-- BEGIN Listing --
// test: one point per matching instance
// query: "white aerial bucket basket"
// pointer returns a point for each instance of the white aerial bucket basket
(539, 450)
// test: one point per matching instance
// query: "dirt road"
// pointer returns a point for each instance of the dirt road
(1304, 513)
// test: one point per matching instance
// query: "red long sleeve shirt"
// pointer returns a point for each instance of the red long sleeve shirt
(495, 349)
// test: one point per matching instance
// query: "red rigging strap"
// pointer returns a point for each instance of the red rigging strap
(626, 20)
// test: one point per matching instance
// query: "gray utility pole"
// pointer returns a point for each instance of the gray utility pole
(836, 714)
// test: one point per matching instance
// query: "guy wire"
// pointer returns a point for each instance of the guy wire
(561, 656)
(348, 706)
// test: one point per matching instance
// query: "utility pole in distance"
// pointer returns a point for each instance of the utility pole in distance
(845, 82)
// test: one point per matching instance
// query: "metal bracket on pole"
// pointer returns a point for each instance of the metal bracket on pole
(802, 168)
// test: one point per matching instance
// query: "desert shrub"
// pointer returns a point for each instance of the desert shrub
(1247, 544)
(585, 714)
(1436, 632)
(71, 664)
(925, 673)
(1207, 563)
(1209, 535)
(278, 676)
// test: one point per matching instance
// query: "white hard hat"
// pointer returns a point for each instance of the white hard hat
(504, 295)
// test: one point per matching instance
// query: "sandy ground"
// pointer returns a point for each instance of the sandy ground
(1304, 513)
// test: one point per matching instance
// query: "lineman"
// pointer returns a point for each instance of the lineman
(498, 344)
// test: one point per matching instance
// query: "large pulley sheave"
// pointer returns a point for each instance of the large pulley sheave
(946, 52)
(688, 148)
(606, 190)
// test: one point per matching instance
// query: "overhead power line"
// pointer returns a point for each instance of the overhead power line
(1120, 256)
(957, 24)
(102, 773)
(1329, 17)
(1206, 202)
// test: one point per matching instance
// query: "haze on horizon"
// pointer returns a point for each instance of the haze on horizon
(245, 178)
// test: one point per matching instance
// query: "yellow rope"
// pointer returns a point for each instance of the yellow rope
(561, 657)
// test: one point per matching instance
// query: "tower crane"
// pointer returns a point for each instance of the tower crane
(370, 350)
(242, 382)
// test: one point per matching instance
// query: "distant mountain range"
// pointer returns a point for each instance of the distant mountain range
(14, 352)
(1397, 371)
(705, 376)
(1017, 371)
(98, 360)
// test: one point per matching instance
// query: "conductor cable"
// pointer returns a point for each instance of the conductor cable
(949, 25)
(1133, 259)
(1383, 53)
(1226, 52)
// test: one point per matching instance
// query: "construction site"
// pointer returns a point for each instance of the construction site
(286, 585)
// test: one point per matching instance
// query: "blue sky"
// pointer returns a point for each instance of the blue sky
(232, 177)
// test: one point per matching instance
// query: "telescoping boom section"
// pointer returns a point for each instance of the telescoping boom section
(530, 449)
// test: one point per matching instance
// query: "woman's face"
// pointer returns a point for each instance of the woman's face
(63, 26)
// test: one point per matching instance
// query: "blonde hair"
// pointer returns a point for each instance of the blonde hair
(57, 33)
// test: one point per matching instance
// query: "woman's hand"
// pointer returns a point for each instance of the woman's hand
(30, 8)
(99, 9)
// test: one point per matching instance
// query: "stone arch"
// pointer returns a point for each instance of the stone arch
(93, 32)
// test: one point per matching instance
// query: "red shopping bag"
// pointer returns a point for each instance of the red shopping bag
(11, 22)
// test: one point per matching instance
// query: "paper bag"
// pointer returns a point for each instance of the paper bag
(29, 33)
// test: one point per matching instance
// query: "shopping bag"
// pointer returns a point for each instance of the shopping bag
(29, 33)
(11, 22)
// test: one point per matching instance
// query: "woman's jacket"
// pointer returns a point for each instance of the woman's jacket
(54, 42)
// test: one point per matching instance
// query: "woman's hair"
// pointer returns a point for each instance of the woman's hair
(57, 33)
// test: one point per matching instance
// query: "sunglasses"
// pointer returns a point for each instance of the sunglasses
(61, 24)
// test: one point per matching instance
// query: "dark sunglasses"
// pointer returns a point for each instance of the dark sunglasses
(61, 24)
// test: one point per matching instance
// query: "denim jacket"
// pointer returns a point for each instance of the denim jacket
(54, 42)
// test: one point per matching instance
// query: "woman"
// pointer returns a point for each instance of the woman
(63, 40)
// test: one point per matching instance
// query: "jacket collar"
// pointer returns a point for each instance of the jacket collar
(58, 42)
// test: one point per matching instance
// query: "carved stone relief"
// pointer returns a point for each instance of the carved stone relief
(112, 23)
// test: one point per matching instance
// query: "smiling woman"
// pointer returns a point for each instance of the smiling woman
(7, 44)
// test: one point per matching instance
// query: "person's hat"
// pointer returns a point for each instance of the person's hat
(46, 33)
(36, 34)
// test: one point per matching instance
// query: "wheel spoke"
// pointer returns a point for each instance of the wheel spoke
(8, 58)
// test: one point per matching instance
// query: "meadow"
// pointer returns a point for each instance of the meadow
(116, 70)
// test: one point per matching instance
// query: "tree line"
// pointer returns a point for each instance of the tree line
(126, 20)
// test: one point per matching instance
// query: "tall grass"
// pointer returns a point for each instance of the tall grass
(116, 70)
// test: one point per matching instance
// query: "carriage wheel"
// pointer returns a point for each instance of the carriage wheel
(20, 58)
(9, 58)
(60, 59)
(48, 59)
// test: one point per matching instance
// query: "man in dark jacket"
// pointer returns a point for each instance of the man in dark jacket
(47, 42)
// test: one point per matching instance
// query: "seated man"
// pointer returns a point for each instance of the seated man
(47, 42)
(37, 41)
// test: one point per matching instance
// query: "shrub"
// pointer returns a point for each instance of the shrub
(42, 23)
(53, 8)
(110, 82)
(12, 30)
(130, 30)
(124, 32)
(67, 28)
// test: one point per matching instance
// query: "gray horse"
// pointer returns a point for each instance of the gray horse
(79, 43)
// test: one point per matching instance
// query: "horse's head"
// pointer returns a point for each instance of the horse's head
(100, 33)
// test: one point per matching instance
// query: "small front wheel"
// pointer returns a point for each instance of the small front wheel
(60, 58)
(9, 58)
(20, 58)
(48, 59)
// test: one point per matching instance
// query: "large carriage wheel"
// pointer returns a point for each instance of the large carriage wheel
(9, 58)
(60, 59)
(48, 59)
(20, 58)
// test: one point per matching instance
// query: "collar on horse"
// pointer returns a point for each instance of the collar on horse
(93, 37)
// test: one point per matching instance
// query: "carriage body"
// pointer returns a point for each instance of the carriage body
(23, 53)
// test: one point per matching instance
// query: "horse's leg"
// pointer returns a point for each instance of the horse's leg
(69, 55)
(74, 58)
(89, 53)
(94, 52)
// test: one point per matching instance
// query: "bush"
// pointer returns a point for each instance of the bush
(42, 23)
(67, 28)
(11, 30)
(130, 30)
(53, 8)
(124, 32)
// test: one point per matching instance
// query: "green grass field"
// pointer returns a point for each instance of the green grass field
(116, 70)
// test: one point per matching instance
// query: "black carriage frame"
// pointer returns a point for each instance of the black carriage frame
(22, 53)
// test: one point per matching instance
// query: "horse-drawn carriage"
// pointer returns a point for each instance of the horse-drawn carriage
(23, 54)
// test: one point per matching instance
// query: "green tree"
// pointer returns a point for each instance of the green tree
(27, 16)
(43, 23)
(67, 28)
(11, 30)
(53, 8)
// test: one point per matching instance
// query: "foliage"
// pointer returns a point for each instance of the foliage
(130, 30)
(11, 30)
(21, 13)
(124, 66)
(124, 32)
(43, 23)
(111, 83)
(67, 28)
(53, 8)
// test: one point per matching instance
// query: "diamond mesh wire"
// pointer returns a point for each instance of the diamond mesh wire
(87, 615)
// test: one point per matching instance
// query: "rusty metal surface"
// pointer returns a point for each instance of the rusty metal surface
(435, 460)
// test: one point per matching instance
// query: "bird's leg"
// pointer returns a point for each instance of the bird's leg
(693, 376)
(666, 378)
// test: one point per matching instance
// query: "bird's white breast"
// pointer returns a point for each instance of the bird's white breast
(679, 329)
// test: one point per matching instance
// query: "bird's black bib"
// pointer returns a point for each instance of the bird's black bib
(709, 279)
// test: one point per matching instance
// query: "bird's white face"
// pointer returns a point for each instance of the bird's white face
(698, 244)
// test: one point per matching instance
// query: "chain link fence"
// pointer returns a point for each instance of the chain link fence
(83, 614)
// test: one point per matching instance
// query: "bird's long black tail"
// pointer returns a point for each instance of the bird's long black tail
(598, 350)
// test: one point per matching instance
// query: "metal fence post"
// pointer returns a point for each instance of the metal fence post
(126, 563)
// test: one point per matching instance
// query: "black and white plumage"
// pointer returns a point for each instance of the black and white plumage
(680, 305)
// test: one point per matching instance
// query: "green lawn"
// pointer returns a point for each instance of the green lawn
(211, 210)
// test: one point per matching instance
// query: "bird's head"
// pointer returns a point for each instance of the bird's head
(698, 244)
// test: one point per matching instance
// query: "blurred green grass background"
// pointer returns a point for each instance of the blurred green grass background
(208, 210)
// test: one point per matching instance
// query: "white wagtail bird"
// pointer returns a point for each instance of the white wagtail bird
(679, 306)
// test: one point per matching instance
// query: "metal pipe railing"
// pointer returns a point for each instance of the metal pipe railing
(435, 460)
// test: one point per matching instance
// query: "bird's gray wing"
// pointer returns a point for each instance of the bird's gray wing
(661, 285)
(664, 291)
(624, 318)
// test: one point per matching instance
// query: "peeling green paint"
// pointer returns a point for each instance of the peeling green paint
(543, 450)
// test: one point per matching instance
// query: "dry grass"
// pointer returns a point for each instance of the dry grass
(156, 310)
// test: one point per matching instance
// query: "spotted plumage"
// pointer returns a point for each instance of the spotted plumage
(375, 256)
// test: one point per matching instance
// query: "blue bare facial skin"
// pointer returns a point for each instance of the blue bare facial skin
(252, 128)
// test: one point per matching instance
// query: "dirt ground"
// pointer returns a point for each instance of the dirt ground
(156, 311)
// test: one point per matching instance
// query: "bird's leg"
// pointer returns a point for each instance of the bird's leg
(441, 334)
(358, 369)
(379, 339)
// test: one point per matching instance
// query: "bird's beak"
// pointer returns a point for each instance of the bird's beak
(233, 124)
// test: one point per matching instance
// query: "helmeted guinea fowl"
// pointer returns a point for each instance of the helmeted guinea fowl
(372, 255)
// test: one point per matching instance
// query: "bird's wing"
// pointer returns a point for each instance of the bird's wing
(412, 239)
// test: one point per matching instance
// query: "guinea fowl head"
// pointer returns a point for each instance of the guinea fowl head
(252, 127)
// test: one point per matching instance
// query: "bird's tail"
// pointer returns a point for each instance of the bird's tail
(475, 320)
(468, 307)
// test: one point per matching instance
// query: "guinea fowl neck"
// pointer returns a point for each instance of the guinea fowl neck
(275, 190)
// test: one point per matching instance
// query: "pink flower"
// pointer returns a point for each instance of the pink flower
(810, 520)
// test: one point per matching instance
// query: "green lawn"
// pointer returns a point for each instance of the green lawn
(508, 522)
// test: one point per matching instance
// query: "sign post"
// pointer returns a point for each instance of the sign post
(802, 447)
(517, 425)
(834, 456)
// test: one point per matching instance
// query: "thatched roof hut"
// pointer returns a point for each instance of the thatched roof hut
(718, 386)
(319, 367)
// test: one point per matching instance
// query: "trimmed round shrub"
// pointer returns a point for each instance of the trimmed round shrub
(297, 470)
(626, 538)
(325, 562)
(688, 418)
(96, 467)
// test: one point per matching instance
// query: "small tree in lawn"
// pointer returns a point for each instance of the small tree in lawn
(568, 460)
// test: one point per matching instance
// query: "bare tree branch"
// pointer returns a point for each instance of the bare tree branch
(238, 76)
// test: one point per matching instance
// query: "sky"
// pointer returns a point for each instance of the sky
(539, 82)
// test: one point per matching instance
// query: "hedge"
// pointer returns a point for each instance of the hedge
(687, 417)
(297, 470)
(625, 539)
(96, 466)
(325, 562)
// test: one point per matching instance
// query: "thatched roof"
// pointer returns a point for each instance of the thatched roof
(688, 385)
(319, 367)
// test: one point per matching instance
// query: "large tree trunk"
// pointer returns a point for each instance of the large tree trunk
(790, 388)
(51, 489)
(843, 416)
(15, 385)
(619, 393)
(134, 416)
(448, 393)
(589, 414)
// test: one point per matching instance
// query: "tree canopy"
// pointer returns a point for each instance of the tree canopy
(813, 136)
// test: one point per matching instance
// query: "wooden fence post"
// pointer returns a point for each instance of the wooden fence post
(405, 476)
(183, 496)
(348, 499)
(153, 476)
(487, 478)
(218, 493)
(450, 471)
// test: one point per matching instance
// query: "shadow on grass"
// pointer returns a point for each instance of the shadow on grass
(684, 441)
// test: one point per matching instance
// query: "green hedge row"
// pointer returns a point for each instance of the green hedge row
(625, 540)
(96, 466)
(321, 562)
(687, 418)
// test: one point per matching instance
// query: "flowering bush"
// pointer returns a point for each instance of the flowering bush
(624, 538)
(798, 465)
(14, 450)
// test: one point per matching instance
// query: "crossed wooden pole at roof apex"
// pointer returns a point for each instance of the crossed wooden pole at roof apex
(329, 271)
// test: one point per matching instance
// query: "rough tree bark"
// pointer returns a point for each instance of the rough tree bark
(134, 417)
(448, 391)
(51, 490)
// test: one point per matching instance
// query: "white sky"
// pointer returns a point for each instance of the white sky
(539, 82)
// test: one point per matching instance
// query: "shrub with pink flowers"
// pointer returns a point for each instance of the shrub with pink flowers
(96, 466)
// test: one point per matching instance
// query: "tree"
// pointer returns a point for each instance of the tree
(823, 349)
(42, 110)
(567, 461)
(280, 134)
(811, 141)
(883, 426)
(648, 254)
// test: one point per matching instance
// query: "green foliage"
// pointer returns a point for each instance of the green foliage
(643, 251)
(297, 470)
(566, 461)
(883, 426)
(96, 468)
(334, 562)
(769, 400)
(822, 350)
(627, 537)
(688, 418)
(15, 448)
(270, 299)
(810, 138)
-- END Listing --
* [Problem statement]: Give again everything from the start of the records down to the line containing "(1206, 202)", both ends included, switching every "utility pole" to "power pole" and leaving all else unchanged.

* [The output]:
// test: one point per matching instance
// query: "white aerial bucket basket"
// pointer returns a point for each instance of the white aerial bucket basket
(539, 450)
// test: one point per matching instance
// query: "dirt road"
// pointer returns a point for each instance of the dirt road
(1304, 513)
// test: one point per matching instance
// query: "red long sleeve shirt"
// pointer returns a point for each instance of the red long sleeve shirt
(495, 349)
// test: one point per matching instance
// query: "red rigging strap"
// pointer returns a point for each instance of the red rigging strap
(626, 20)
// test: one point per matching instance
// query: "gray power pole"
// pointer returns a point for each instance of the gray power pole
(836, 714)
// test: one point per matching instance
// query: "guy wire"
// pointer returns a point for each instance of the guy wire
(561, 656)
(348, 706)
// test: one point per matching instance
// query: "power pole in distance"
// pointer returns a point for each instance of the power pole in distance
(845, 82)
// test: one point per matching instance
// query: "metal bracket on pole"
// pointer returns a point for each instance of the metal bracket on pole
(802, 168)
// test: one point per matching instance
// query: "desert shrub"
// pointer returns a point for each instance of the desert shrub
(1247, 544)
(585, 714)
(1436, 632)
(71, 664)
(925, 673)
(1207, 563)
(1209, 535)
(278, 676)
// test: one point per matching instance
// query: "white hard hat"
// pointer returns a point for each instance of the white hard hat
(504, 295)
// test: one point per matching instance
// query: "sandy ground"
// pointer returns a point for each instance of the sandy ground
(1304, 513)
// test: one point per matching instance
// query: "lineman"
// pointer returns a point for each instance of the lineman
(498, 344)
// test: one point per matching instance
// query: "large pulley sheave"
// pointer returns a point for each instance of the large pulley sheave
(946, 52)
(688, 148)
(606, 190)
// test: one point per matching instance
// query: "overhead power line"
// pointer returns a point for each instance of the overhead power line
(1120, 256)
(957, 24)
(102, 773)
(1329, 17)
(1206, 202)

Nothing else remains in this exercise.